PROBLEM
Search the records for lines that contain the word "marbled". Copy them all.

──────────

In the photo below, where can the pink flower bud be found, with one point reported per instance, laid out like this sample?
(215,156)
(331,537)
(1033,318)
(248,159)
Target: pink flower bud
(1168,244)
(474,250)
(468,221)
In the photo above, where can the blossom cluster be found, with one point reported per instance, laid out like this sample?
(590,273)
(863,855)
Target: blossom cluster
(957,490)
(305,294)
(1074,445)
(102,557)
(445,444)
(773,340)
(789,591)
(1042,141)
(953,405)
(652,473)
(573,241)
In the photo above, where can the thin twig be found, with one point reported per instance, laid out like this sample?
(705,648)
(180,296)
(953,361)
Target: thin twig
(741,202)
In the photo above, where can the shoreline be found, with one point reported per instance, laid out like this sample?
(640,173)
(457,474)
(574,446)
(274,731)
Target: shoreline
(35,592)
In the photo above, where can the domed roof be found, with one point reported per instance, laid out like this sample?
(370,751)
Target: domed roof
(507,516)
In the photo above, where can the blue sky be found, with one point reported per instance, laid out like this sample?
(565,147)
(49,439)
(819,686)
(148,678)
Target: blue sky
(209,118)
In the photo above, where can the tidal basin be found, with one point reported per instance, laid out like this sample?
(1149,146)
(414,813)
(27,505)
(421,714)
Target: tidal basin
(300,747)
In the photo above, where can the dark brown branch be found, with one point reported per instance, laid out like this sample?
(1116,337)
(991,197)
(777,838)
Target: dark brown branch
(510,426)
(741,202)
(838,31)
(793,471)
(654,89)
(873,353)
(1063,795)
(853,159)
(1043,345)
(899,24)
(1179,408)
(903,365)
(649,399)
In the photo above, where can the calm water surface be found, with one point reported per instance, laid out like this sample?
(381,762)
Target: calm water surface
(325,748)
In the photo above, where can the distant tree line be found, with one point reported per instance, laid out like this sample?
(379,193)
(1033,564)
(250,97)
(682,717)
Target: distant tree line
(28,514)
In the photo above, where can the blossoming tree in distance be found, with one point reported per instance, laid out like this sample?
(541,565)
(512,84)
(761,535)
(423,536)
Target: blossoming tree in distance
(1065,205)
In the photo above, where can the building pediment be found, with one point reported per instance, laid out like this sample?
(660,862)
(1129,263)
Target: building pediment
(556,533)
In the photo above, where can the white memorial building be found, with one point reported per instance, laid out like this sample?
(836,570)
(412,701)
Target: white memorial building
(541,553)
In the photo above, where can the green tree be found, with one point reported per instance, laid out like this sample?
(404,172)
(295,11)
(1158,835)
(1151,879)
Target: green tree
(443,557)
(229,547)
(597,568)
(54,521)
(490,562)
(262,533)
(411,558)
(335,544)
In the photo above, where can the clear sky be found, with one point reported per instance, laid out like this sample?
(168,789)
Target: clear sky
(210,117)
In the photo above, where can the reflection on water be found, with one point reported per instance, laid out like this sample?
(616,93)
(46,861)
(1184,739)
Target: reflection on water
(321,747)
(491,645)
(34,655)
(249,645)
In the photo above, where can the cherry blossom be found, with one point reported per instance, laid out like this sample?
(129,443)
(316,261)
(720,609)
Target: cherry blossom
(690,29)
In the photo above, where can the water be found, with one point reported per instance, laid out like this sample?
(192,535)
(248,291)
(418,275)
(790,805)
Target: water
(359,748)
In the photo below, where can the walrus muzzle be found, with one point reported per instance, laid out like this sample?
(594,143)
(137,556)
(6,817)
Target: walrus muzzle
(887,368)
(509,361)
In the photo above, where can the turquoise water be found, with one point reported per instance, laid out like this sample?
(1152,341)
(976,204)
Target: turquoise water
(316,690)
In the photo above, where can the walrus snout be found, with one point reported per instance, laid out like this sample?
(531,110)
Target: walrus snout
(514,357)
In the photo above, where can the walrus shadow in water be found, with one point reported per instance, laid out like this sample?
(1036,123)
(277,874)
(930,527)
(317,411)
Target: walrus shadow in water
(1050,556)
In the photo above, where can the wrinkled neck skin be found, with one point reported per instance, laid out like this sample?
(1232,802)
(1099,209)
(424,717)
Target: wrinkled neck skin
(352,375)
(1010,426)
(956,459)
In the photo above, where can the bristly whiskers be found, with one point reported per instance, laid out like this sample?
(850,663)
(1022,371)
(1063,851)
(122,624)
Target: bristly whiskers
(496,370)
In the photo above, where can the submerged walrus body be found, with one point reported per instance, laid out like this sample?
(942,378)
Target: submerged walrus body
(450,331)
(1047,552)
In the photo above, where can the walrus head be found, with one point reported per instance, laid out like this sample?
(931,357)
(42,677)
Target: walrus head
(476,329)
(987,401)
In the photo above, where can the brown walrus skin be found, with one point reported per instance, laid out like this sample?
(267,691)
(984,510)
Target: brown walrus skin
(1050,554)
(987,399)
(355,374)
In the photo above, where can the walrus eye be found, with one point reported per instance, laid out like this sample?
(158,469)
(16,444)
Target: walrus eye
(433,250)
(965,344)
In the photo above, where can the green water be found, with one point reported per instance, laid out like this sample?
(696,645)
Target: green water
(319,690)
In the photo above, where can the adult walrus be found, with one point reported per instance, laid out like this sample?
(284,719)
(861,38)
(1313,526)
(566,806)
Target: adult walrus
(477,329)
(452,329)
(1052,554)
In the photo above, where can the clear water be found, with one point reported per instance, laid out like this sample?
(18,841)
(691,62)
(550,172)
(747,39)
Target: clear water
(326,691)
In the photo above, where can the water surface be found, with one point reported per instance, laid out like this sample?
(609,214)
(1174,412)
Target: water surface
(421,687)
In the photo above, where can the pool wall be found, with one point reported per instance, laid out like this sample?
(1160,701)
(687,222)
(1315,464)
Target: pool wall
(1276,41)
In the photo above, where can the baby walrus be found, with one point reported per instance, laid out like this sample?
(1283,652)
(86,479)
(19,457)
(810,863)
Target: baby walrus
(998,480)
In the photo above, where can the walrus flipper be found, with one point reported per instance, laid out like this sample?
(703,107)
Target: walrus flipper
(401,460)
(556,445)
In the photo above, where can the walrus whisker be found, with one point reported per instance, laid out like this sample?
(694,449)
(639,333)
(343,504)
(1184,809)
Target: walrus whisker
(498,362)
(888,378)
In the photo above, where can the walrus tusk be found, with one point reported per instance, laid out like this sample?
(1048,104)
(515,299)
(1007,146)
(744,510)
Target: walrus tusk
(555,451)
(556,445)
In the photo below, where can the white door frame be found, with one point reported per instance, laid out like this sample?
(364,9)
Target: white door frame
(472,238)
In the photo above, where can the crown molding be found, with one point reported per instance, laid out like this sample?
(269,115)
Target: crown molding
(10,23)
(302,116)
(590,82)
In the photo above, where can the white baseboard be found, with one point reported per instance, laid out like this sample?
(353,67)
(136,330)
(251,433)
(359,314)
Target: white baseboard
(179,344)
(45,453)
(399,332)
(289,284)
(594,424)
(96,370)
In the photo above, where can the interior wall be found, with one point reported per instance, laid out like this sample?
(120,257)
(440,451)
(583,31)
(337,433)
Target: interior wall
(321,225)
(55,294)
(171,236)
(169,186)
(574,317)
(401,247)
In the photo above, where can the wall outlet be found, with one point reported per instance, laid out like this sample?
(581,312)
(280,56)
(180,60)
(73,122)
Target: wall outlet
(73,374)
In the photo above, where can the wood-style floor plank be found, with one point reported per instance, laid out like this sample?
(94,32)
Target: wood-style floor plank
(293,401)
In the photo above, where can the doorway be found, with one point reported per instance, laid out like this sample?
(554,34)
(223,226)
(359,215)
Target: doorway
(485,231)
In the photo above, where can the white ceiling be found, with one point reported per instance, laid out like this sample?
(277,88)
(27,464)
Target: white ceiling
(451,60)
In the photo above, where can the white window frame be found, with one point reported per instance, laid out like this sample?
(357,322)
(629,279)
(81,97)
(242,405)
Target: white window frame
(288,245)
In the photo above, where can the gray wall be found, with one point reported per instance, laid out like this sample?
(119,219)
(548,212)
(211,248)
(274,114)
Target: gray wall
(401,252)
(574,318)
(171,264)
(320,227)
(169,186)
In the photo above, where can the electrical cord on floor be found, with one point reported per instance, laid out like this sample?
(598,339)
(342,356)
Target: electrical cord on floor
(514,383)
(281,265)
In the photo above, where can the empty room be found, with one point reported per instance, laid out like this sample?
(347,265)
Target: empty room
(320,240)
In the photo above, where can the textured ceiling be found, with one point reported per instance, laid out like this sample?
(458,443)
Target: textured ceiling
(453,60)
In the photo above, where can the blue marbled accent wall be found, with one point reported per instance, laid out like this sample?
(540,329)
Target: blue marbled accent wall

──────────

RESULT OF THE EXERCISE
In the photo above, where can the blue marbled accent wall be found, with one point reported per instance, laid out like this sample?
Target: blue marbled accent wall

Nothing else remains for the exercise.